- _Extracted text_
Most parents will agree that the teen years can be some of the most trying and difficult years to parent. Even under the best circumstances, hormones, teenage drama and angst can strain even the best relationships.
Add to these naturally tumultuous years the death of a parent, and what might have simply been difficult can become overwhelming. If the parent committed suicide, then the challenges can be even more difficult and at times feel impossible to cope with.
If you have also lost a spouse, the task of helping your child cope becomes doubly hard as you grapple to come to terms with your own grief. Though it may seem like the darkest night with no end in sight, there are plenty of things you can do to help your teen cope and come to terms with the loss in a healthy way.
Help Them Understand the Stages of Grief
One of the first and most helpful things you can do for yourself and your teen is to understand that there are five basic stages of grief – denial, anger, bargaining, depression, and acceptance.
It is important to know that when grieving, all of these feelings and emotions are normal and part of the process of coping with loss. Denying or avoiding the feelings can not only delay the ability to accept the loss and move forward, but could potentially give way to secondary emotional issues that only serve to complicate what could be very choppy waters of grief.
It is also important to note that there is no set time frame by which the grief process must occur. Though the average time is about two years, it is not unusual for it to take three, four or even five years and longer. The focus should not be then, on the time it takes to work through the feelings, but rather, that they are allowed to take place.
Help Them Realize They Are Not Alone
When we are suffering or grieving, we sometimes feel we are alone in our pain and that no one understands. This can be particularly difficult for a teen who is likely already struggling with feelings of inadequacy, insecurity and wanting to fit in with their peers. If they also feel others do not suffer as they do or that they are better able to cope than they are, they may feel even more isolated.
While it may be true that certain personality types are able to roll with emotional punches better than others, it is also true that everyone faces loss sooner or later and will have to cope with feelings of grief. It is important that they know this.
It may also be helpful if you are able to share your own feelings of grief with your teen. If they know that you too are suffering and feel very much like them, it can not only help them feel less alone and isolated, but grieving the loss together can create a stronger bond between you and strengthen your relationship as you help each other cope.
Do Not Judge or Criticize
As teens work through their feelings there may be times when their emotions are very negative and perhaps even dark. It’s important to allow them to experience these feelings and emotions without the fear of being judged or criticized.
This may be particularly difficult if you happen to become the target for their negative emotions. Unfortunately, it is true that we often lash out at those who are closest to us. While it is certainly not fair, if you lash back at them, judge or criticize them, you run the risk of further alienating them, which only serves to deepen their feelings of betrayal and abandonment.
If you feel you are not able to provide a non judgmental, critical environment for your teen, seek the help of a friend, another family member, pastor or professional to give you a safe place to vent your negative emotions as well.

- _Collected data_

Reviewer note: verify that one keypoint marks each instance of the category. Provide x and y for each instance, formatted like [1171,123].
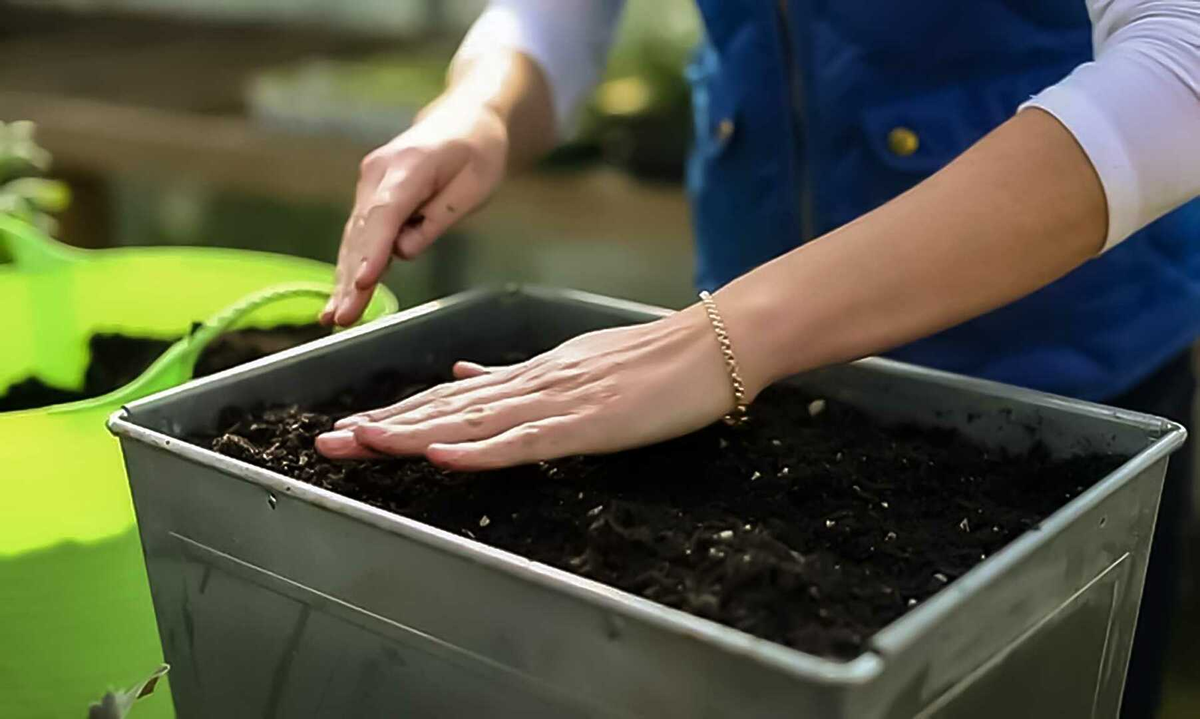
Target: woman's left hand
[599,393]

- _Request A_
Retype the part of the article on helping a teen cope with a parent's death starting at "While it may" and ending at "each other cope.".
- _Request B_
According to the article on helping a teen cope with a parent's death, why is it risky to lash back at, judge or criticize a teen who directs negative emotions at you? Answer in one to three sentences.
- _Request C_
Carry on the article about helping a teen cope with a parent's death from where it stops.
The material comes from a separate source.

- _Written answer A_
While it may be true that certain personality types are able to roll with emotional punches better than others, it is also true that everyone faces loss sooner or later and will have to cope with feelings of grief. It is important that they know this.
It may also be helpful if you are able to share your own feelings of grief with your teen. If they know that you too are suffering and feel very much like them, it can not only help them feel less alone and isolated, but grieving the loss together can create a stronger bond between you and strengthen your relationship as you help each other cope.

- _Written answer B_
Doing so risks pushing the teen further away. That in turn deepens their feelings of betrayal and abandonment.

- _Written answer C_
If They Shut You Out
Teens have a strong need for privacy during these years anyway. Double that if they are trying to come to terms with a loss. They may not want to talk to you or they simply may not understand their feelings well enough to be able to verbalize them to you.
While it is always good to reach out to your child and let them know you are there for them, respect the boundaries they may need or want to set. If they seek the comfort of another person or friend, do not take it personally. Reaching out to others outside of the family is normal and could serve in a positive way to help them process their feelings.
Provide Long Term Grief Counseling if Necessary
Grief counseling is invaluable for anyone who is experiencing loss and should probably be sought out right away. It can be expensive, but most insurance plans provide for it. If not, there are plenty of grief counselors available by way of city, state or county social services. Take the time and the effort to find the right person. It can prove to be an invaluable life line for both you and your teen.
Help Them Realize the Actions of the Parent are not Their Fault
It would be nice if we could simply state to our teen that the actions of their parent are not the result of a failing on their part. But, unfortunately, that is just not the case. Children often feel that the death of a parent, especially by suicide, is somehow connected to them and their worth.
If the relationship between the teen and the parent had been particularly difficult, strained or estranged before the suicide occurred, the chances of the teen blaming themselves or feeling that they have failed in some way are enormous.
Acceptance of another person’s behavior and understanding it is not your responsibility can be difficult – even for adults. So, it’s imperative that you help your teen understand they did nothing to cause the suicide and there was nothing they could have done to prevent it.
Send a Strong Message that says: I Will Not Abandon You.
Perhaps one of the more difficult things to do when helping your teen cope with the suicide of a parent, is to send the message to them that you too will not abandon them.
Since, with the exception of suicide, none of us can know the exact time of our death, your teen may have a very difficult time accepting this. But it’s very important they know you understand their fears and that you will do everything in your power to be there for them.
There is Hope
The legacy of suicide and the impact it has on your teen cannot be underestimated. It can take many years for them to come to terms with the suicide of a parent. .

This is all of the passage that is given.